Dataset records
========================================================================

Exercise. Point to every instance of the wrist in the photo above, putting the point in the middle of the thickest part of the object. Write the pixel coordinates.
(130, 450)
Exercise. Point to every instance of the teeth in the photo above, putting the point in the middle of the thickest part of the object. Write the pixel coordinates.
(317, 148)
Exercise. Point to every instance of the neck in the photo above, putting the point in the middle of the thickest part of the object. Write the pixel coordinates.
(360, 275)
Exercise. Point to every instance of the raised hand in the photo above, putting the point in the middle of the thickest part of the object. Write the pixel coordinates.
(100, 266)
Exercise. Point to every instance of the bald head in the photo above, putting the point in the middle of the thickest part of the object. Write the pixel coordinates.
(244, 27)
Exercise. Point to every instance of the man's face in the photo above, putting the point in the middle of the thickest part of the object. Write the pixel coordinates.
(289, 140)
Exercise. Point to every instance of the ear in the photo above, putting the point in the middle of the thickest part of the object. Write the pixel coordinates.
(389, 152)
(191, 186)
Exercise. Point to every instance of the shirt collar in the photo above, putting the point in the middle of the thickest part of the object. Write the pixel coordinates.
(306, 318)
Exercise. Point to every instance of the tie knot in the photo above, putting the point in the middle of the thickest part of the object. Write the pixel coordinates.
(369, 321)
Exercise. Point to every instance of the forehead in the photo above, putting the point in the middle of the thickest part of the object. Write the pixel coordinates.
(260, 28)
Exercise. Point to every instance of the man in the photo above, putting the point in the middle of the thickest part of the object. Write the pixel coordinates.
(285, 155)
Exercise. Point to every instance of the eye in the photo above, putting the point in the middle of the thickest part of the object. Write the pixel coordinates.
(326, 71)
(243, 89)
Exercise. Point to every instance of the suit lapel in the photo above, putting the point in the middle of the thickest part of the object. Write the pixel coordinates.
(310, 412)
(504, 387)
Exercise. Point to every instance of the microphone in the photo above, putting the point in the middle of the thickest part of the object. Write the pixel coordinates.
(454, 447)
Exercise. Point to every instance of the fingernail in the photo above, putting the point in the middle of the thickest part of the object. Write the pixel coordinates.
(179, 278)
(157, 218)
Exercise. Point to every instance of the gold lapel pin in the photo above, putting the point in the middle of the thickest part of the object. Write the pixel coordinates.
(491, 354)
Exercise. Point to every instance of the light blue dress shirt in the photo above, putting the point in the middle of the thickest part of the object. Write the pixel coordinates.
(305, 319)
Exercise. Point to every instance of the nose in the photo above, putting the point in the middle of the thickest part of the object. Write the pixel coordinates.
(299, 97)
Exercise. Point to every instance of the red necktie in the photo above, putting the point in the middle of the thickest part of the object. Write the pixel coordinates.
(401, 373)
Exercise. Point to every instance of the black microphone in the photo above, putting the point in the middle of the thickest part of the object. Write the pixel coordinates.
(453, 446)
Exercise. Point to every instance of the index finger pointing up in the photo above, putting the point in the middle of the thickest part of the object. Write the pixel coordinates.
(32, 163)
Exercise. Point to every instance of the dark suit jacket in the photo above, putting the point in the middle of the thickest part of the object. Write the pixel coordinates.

========================================================================

All of the records shown above should be reproduced exactly.

Exercise. Point to every instance of the wrist in the photo above, putting the point in the middle of the thickest part of the object. Write the pixel coordinates.
(130, 450)
Exercise. Point to every instance of the teeth in the photo above, putting the point in the middle of the thickest part of the object. Write the pixel coordinates.
(317, 148)
Exercise. Point to every instance of the neck in the photo above, putting the point in the middle of the thickest part of the object. Write the pixel coordinates.
(360, 275)
Exercise. Point to every instance of the raised hand in the photo above, putting the point in the middle of the thickest part of the object. Write the pixel coordinates.
(100, 266)
Exercise. Point to every instance of the bald head in the photo above, putting the point in the middle of the thickest part of the object. Write the pixel coordinates.
(244, 27)
Exercise. Point to every instance of the man's face in the photo above, putting the point in the middle of the thickest part of the object. Write the pixel coordinates.
(289, 140)
Exercise. Point to every instance of the ear in the photo above, putting the point in the middle of the thickest part of the object. Write the pixel coordinates.
(389, 152)
(191, 186)
Exercise. Point to every instance of the shirt collar in the photo above, putting the point in the middle of the thickest part of the object. Write the pixel coordinates.
(306, 318)
Exercise. Point to every instance of the tie knot in the photo above, putting the point in the middle of the thickest part of the object. Write the pixel coordinates.
(369, 321)
Exercise. Point to every instance of the forehead in the photo above, putting the point in the middle of the thickest part of the object. Write the pixel coordinates.
(260, 28)
Exercise. Point to every instance of the man in the photo above, putting the point in the middle of the thickest part of the object. Write the pixel coordinates.
(285, 155)
Exercise. Point to every instance of the eye in the photo above, putting the point in the middle of the thickest part of the object. Write the pixel coordinates.
(326, 71)
(243, 89)
Exercise. Point to every instance of the suit lapel in the photo above, putting the point in the middle of the thickest part of the object. Write the pixel coordinates.
(310, 412)
(504, 387)
Exercise. Point to every instance of the microphone in the photo above, putting the point in the middle of the thickest part of the object. Write the pixel coordinates.
(454, 447)
Exercise. Point to every instance of the fingernail in the photo above, putting the point in the middle of the thickest part of the object. Write the pixel coordinates.
(179, 278)
(157, 218)
Exercise. Point to every instance of the gold lapel pin in the photo above, putting the point in the middle of the thickest part of the object. Write the pixel coordinates.
(491, 354)
Exercise. Point to every instance of the light blue dress shirt in the photo above, putting the point in the middle of the thickest part of the object. Write the pixel coordinates.
(305, 319)
Exercise. Point to every instance of the nose in the photo above, putting the point in the middle of the thickest part of the object. Write the pixel coordinates.
(299, 97)
Exercise. Point to every instance of the red necktie in the photo above, putting the point in the middle of the thickest part of the object. Write the pixel coordinates.
(401, 373)
Exercise. Point to every instance of the black microphone in the photo above, putting the point in the middle of the thickest part of the object. Write the pixel coordinates.
(453, 446)
Exercise. Point to every instance of the index finger pointing up in the photo above, putting the point in the middle of the thickest part of the object. Write the pixel coordinates.
(32, 163)
Exercise. Point to every instance of the dark suit jacket in the photo above, putting the point in the middle of the thickest part of the object. Write the pixel coordinates.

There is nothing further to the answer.